#### EXERCISE INSTRUCTIONS
The data below is to be set down exactly.

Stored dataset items
----------

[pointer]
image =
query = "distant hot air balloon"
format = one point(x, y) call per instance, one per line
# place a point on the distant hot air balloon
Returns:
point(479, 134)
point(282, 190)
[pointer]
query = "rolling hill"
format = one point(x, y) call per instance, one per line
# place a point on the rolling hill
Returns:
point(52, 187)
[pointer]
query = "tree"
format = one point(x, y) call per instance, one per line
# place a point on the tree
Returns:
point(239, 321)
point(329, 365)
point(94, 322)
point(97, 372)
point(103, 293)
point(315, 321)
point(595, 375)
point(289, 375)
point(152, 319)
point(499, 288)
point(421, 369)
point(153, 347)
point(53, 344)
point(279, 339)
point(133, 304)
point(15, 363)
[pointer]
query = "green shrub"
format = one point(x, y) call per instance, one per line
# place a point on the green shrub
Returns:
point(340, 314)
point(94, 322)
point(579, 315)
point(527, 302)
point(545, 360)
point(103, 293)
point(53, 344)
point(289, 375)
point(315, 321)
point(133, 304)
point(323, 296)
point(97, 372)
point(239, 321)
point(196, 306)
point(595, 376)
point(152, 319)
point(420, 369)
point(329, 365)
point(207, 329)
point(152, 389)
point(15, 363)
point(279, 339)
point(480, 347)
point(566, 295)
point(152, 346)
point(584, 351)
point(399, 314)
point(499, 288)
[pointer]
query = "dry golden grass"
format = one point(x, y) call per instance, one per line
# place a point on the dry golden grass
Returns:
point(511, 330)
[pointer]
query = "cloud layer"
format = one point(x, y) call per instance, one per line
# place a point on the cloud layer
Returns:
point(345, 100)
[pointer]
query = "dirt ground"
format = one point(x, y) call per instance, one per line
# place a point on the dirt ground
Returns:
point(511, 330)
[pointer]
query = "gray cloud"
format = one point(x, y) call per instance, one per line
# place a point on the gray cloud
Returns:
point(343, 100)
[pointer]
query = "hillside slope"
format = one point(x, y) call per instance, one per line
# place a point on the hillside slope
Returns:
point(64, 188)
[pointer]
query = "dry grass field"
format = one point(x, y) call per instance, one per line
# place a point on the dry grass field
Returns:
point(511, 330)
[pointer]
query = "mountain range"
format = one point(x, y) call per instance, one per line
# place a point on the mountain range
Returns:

----------

#### RESPONSE BELOW
[pointer]
image =
query = "distant hot air balloon"
format = one point(x, y) call per instance, one per line
# place a point on the distant hot air balloon
Returns:
point(479, 134)
point(282, 190)
[pointer]
query = "rolling hill"
format = one point(x, y) call per instance, one per line
# place a point on the rolling hill
Returns:
point(52, 187)
[pointer]
query = "tree"
format = one point(x, y) call per instance, one per line
# place a point on the tree
Returns:
point(239, 321)
point(329, 365)
point(94, 322)
point(97, 372)
point(103, 293)
point(315, 321)
point(595, 375)
point(289, 375)
point(152, 319)
point(499, 288)
point(421, 369)
point(153, 347)
point(53, 344)
point(279, 339)
point(133, 304)
point(15, 363)
[pointer]
query = "green shrub"
format = one point(x, y) call per instance, one per line
# place a point on the green shrub
Returns:
point(340, 314)
point(94, 322)
point(579, 315)
point(527, 302)
point(545, 360)
point(103, 293)
point(53, 344)
point(289, 375)
point(315, 321)
point(133, 304)
point(323, 296)
point(97, 372)
point(239, 321)
point(196, 306)
point(595, 376)
point(152, 319)
point(420, 369)
point(329, 365)
point(207, 329)
point(152, 389)
point(15, 363)
point(279, 339)
point(480, 347)
point(566, 295)
point(152, 346)
point(584, 351)
point(399, 314)
point(499, 288)
[pointer]
query = "dry golden grass"
format = one point(x, y) call per instance, one per line
# place a point on the dry golden grass
Returns:
point(511, 330)
[pointer]
query = "cloud layer"
format = one point(x, y) call per instance, one per line
# place a point on the cloud layer
Returns:
point(345, 100)
[pointer]
query = "dirt ground"
format = one point(x, y) call per instance, one per line
# place a point on the dirt ground
Returns:
point(511, 330)
[pointer]
query = "gray cloud"
format = one point(x, y) call per instance, one per line
# place a point on the gray cloud
Returns:
point(343, 100)
[pointer]
query = "hillside slope"
format = one point(x, y) call per instance, one per line
# place a point on the hillside slope
Returns:
point(64, 188)
[pointer]
query = "dry grass field"
format = one point(x, y) call per instance, one per line
# place a point on the dry grass field
Returns:
point(511, 330)
[pointer]
query = "mountain range"
format = one point(x, y) call per instance, one per line
# place a point on the mountain range
Returns:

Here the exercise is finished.